Retype all of the data word for word, without pictures.

-------- Records for the task

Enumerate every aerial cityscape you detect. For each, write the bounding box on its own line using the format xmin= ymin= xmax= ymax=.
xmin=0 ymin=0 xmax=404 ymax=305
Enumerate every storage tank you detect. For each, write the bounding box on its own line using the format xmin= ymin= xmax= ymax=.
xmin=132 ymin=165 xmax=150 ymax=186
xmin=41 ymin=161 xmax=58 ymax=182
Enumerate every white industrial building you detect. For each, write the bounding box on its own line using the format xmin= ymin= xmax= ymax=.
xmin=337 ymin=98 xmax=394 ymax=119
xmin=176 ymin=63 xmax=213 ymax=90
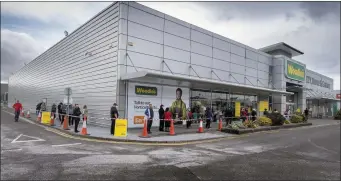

----------------

• **Response to the exercise**:
Enumerate every aerial cityscape you detect. For each, write the bounding box on its own line using the format xmin= ymin= xmax= ymax=.
xmin=0 ymin=0 xmax=404 ymax=305
Enumerate every storage tank you detect. For each, write the bounding box on its own line using the format xmin= ymin= xmax= ymax=.
xmin=132 ymin=165 xmax=150 ymax=186
xmin=41 ymin=161 xmax=58 ymax=182
Enumerate every white industrial building you detect. For each, write the bounding box on its own line using the format xmin= ymin= xmax= ymax=.
xmin=337 ymin=98 xmax=394 ymax=119
xmin=176 ymin=63 xmax=213 ymax=90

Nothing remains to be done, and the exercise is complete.